[SOURCE DOCUMENT]:
....................

The LTOOLS provide under Windows a similar functionality as the MTOOLS do under Linux: They let you access your files on the "hostile" filesystem.
At the heart of the LTOOLS is a set of command line programs, which can be called from DOS or from a DOS-Window in Windows 9x/ME or Windows NT/2000/XP. They provide the same functionality as the well-known LINUX commands 'ls', 'cp', 'rm', 'chmod', 'chown' and 'ln'. Thus, under DOS/Windows you can
As with many UNIX tools, these functions are included in a single executable, which is called with a bundle of command line parameters. To make your life easier, a set of batch files (shell scripts) are provided, so that you don't need to remember and type in all these parameters.
Additionally there is a Unix/Linux version of the LTOOLS, so that you can use them under Solaris or even under Linux, when you want to access a file on another harddisk partition without mounting this partition.
Command line programs are old fashioned! Where is LTOOLS graphical user interface? Well, no problem: Use LTOOLgui. LTOOLgui, written in Java using JDK 2's Swing library, provides a Windows Explorer like user interface (Fig. 1). In two sub-windows LTOOLgui shows your DOS/Windows and your Linux directory trees. Navigating can be done by the usual point-and-click actions. Copying files from Windows to Linux or vice versa can be done by copy-and-paste or by drag-and- drop. Clicking the right mouse button will open a dialog to view and modify file attributes like access rights, GID or UID. Double clicking on a file will start it, if it is a Windows executable, or open it with it's associated application. This even works with Linux files, if they have a registered Windows application.
BTW: You can also use LTOOLgui as a file manager under Linux. As the LTOOLS command line programs also come in a Linux version, thus you may access files on disks, without mounting them.

....................

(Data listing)
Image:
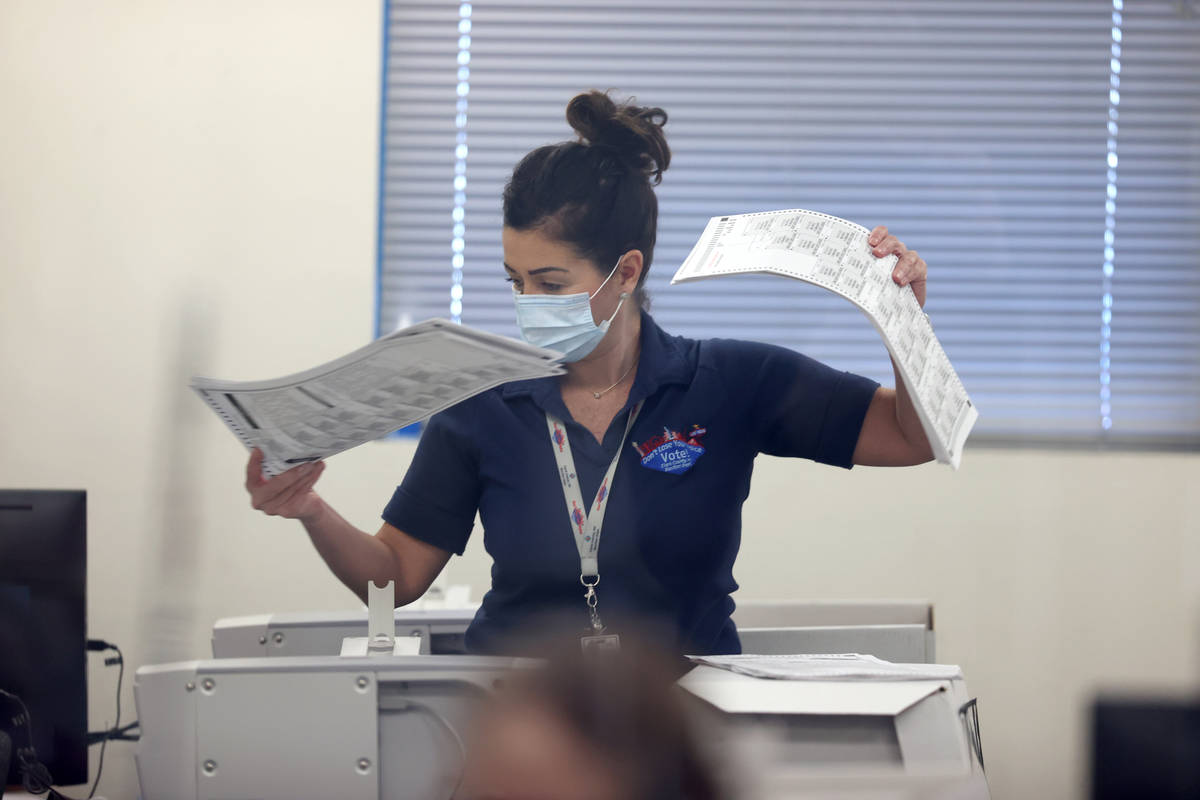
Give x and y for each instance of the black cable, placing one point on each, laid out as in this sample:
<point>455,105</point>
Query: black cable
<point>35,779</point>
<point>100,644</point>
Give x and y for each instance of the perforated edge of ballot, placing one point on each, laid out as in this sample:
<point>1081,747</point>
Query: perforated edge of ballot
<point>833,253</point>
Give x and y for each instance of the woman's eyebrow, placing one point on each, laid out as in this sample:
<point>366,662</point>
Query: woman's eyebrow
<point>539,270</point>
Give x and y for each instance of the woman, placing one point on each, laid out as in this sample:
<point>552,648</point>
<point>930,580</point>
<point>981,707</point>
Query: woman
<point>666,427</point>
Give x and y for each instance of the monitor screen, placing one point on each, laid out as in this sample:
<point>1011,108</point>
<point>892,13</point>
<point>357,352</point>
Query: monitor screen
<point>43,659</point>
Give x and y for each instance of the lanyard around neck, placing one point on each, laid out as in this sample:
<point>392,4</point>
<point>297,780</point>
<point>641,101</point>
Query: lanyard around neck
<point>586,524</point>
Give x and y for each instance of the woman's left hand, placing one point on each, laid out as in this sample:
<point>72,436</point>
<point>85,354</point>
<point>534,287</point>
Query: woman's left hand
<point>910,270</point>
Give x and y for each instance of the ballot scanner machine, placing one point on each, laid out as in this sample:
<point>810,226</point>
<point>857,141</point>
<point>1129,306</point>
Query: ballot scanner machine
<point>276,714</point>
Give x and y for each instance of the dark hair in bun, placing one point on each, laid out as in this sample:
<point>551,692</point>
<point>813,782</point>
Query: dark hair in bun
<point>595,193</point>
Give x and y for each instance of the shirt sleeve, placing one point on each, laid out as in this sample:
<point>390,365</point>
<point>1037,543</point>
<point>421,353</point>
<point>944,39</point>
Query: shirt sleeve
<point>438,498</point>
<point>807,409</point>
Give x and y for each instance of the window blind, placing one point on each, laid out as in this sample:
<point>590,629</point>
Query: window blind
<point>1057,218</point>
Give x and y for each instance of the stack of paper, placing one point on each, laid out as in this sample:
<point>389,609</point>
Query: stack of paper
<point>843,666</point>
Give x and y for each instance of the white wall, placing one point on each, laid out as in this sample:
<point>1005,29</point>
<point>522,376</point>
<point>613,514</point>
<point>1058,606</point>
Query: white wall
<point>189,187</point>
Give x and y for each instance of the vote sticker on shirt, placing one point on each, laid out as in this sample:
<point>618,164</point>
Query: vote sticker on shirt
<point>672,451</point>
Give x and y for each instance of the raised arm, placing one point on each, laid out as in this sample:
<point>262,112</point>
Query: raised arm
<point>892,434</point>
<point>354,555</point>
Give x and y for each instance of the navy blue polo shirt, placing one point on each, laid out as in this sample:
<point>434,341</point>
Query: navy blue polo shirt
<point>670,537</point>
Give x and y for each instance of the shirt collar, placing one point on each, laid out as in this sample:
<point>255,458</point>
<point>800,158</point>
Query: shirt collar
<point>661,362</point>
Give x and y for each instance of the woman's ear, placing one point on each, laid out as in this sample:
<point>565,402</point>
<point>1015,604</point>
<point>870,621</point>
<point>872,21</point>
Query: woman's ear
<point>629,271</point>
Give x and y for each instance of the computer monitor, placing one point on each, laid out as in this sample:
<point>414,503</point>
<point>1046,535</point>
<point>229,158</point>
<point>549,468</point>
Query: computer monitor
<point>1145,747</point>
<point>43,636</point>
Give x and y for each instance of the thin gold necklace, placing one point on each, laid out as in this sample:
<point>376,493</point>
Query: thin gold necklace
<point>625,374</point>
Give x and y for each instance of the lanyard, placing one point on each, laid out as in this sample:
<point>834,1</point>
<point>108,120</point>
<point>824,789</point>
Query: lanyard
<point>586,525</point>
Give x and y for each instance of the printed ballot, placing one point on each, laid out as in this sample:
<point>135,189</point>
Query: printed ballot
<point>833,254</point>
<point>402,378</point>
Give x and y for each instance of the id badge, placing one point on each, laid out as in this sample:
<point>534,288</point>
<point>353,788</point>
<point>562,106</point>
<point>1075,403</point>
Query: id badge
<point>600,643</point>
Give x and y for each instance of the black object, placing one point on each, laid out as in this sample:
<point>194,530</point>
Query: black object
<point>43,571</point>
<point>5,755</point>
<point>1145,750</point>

....................

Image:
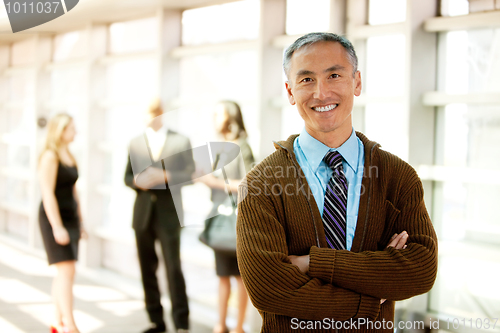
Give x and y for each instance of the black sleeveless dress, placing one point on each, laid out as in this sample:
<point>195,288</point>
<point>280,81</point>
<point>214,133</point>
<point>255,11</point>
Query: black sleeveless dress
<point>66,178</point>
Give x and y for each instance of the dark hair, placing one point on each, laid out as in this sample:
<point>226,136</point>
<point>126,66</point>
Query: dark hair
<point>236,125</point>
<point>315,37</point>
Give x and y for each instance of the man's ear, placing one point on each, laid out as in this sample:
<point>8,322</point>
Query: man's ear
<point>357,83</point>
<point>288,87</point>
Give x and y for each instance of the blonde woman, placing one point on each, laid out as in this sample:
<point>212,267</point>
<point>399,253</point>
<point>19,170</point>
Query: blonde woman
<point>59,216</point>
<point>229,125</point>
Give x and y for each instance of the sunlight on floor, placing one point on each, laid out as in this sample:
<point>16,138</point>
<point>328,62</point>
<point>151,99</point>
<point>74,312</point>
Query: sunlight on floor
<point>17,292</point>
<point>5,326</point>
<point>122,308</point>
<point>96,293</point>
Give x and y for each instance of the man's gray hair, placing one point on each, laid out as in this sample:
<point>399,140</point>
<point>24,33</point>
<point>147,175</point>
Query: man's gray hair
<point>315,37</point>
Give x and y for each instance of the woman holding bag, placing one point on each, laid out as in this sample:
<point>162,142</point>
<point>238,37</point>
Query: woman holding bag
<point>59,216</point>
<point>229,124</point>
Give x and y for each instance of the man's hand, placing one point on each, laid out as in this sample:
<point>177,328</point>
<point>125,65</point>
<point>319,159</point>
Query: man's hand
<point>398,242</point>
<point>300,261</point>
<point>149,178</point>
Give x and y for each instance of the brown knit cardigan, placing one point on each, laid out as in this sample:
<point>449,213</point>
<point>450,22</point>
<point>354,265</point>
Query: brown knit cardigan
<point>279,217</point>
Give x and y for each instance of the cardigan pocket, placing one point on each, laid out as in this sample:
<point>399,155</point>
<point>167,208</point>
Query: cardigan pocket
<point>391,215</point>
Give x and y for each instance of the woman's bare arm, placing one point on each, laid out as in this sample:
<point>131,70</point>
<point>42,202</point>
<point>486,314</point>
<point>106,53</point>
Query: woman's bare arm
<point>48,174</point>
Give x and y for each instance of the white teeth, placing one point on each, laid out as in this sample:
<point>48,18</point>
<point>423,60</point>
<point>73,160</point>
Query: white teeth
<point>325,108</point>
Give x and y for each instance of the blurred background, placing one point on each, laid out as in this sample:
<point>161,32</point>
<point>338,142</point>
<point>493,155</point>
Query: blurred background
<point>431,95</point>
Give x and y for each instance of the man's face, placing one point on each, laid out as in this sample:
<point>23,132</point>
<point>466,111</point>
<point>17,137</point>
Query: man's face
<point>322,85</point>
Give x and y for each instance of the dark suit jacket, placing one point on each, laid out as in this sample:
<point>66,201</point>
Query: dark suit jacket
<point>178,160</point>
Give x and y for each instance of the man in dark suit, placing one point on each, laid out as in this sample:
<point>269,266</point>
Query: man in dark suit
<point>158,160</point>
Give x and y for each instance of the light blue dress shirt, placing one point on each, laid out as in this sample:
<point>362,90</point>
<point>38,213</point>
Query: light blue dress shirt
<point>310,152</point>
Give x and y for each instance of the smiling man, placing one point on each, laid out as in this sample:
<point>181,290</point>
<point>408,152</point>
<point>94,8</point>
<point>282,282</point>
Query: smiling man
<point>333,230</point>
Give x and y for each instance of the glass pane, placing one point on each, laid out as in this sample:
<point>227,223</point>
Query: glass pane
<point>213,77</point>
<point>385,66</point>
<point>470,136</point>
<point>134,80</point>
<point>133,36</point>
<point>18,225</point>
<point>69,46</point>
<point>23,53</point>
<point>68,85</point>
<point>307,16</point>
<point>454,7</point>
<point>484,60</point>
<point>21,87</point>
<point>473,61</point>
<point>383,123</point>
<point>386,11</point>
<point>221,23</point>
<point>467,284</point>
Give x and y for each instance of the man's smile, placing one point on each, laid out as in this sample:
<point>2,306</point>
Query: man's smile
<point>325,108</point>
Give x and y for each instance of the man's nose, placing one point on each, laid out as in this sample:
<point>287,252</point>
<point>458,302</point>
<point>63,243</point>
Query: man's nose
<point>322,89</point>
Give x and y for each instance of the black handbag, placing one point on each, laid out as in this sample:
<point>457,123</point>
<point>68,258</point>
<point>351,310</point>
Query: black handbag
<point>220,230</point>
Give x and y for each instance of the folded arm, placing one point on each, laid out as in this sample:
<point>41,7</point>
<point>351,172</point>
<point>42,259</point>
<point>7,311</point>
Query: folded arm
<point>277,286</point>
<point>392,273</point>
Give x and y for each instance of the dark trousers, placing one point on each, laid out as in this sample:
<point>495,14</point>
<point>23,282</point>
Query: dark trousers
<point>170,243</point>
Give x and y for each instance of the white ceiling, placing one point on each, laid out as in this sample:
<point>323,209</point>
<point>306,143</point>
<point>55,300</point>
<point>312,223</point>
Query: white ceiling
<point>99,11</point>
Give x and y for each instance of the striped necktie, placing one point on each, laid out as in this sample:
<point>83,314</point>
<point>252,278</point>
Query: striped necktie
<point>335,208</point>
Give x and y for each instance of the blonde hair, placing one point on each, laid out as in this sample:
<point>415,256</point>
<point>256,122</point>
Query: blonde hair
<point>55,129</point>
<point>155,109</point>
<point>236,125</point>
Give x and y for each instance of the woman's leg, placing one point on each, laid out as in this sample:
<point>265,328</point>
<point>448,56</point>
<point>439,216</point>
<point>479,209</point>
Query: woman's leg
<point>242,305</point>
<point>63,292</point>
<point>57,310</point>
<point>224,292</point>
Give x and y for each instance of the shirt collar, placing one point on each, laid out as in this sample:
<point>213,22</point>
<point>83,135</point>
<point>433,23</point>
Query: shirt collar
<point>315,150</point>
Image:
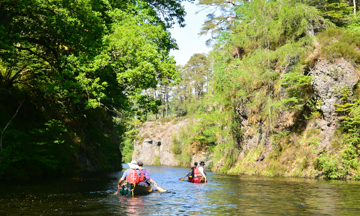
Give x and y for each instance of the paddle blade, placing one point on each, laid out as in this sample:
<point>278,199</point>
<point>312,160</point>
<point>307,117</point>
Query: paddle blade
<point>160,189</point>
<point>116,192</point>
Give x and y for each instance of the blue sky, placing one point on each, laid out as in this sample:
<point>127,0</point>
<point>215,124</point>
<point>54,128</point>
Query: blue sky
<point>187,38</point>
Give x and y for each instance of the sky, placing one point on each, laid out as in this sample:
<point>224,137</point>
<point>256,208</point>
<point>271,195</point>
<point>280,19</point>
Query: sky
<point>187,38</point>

....................

[REQUIRED TASKS]:
1 – Translate this sentence from the LTOOLS text into Spanish: "Navigating can be done by the usual point-and-click actions."
2 – Rewrite the lines of the records starting with the line with "Give x and y for each instance of the glass" and going on through the line with "<point>21,87</point>", requests included. Add 44 to every coordinate in the answers.
The text and the records come from different sources.

[COMPLETED EXERCISE]:
1 – La navegación se puede realizar mediante las acciones habituales de apuntar y hacer clic.

2 –
Give x and y for each instance of the glass pane, placing one point on each, laid out as in this sample:
<point>227,223</point>
Query: glass pane
<point>257,121</point>
<point>429,110</point>
<point>514,180</point>
<point>178,124</point>
<point>177,80</point>
<point>62,269</point>
<point>113,90</point>
<point>67,97</point>
<point>112,129</point>
<point>351,60</point>
<point>498,51</point>
<point>528,104</point>
<point>65,131</point>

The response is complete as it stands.